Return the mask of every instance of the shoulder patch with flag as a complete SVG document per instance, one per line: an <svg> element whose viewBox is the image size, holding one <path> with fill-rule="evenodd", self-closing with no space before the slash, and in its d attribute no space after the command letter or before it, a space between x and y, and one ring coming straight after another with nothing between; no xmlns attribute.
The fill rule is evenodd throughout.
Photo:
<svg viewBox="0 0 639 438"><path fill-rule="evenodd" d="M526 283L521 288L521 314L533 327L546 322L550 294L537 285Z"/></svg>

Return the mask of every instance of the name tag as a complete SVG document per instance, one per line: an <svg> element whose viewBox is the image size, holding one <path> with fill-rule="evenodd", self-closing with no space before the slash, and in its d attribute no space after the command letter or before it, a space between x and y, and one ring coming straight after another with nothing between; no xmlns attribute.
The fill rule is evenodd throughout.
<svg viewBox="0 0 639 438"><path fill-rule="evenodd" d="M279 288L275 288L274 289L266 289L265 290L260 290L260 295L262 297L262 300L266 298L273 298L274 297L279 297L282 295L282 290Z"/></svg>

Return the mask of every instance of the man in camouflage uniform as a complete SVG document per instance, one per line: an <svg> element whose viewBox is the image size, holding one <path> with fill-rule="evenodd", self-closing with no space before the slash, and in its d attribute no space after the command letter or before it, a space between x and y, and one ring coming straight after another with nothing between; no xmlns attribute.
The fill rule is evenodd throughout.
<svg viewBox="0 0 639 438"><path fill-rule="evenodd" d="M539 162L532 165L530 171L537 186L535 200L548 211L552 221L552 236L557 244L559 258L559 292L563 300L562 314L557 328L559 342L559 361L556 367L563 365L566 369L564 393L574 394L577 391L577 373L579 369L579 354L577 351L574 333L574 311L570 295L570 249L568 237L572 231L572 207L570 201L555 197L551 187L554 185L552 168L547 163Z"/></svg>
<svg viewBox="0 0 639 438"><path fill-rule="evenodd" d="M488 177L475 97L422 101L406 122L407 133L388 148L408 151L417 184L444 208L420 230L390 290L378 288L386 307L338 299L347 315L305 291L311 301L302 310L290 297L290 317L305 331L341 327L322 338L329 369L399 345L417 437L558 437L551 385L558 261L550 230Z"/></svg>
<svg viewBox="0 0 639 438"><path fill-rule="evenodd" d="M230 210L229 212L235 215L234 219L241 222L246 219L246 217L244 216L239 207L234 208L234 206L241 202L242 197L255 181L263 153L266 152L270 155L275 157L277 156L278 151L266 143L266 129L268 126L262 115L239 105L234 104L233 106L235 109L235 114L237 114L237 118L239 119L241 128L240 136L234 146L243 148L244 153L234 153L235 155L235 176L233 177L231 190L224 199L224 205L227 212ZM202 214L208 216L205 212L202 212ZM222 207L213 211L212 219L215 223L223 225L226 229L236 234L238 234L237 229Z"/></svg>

****************

▶ What you have to do:
Reproduce the entries above with every occurrence of "fill rule" renamed to "fill mode", leaving all other text unchanged.

▶ Result below:
Return the mask of every instance of the shoulder patch with flag as a complete SVG document per instance, one per line: an <svg> element whose viewBox is the image size, holding one <path> with fill-rule="evenodd", self-closing with no space before the slash, and in its d attribute no space after the command letter or before it, a space between x and y, and one ring coming straight after another with nothing between; no xmlns attribute.
The fill mode is evenodd throughout.
Photo:
<svg viewBox="0 0 639 438"><path fill-rule="evenodd" d="M526 283L521 288L521 314L533 327L546 322L550 294L537 285Z"/></svg>

Return the mask of every instance of the name tag as a complete SVG document per instance, one per line: an <svg> element whose viewBox is the image size, holding one <path> with fill-rule="evenodd", self-closing with no space before the slash, and in its d attribute no space after the command letter or before it, a space between x and y, and one ring coming straight after another with nothing between; no xmlns attribute.
The fill mode is evenodd throughout.
<svg viewBox="0 0 639 438"><path fill-rule="evenodd" d="M279 288L275 288L274 289L266 289L265 290L260 290L260 295L262 297L262 300L266 298L273 298L274 297L279 297L282 295L282 290Z"/></svg>

Return the mask of every instance of the man in camouflage uniform as a complete SVG document per instance, one per line: an <svg> element whose viewBox is the image size, holding one <path> with fill-rule="evenodd", self-closing with no space before the slash, and in its d attribute no space after the command letter or before it, a space between x and y, and one ring coming straight after another with nothing between; no xmlns attribute.
The fill mode is evenodd throughout.
<svg viewBox="0 0 639 438"><path fill-rule="evenodd" d="M539 162L532 165L530 171L537 186L535 200L548 211L552 221L552 236L557 244L559 258L559 292L563 300L562 314L557 328L559 342L559 361L556 367L563 365L566 369L564 393L574 394L577 391L577 373L579 369L579 354L577 351L574 333L574 311L570 295L570 249L568 237L572 231L572 207L570 201L555 197L551 187L554 185L552 168L547 163Z"/></svg>
<svg viewBox="0 0 639 438"><path fill-rule="evenodd" d="M488 177L475 97L422 101L406 122L407 133L388 148L408 151L417 184L444 208L420 230L390 290L378 288L386 307L338 299L347 315L305 291L311 301L302 310L290 297L290 317L305 331L341 327L322 338L329 369L399 345L417 437L558 437L551 385L558 261L550 230Z"/></svg>
<svg viewBox="0 0 639 438"><path fill-rule="evenodd" d="M230 210L229 212L235 215L234 219L241 222L246 219L246 217L244 216L239 207L234 208L234 206L241 202L242 197L255 181L263 153L266 152L270 155L275 157L277 156L278 151L266 143L266 129L268 126L262 115L239 105L234 104L233 106L235 109L235 114L237 114L237 118L239 119L241 128L240 136L234 146L243 148L244 153L234 153L235 155L235 176L233 177L231 190L224 199L224 205L227 212ZM202 214L208 216L205 212L202 212ZM222 207L213 211L212 219L215 223L223 225L226 229L236 234L238 234L237 229Z"/></svg>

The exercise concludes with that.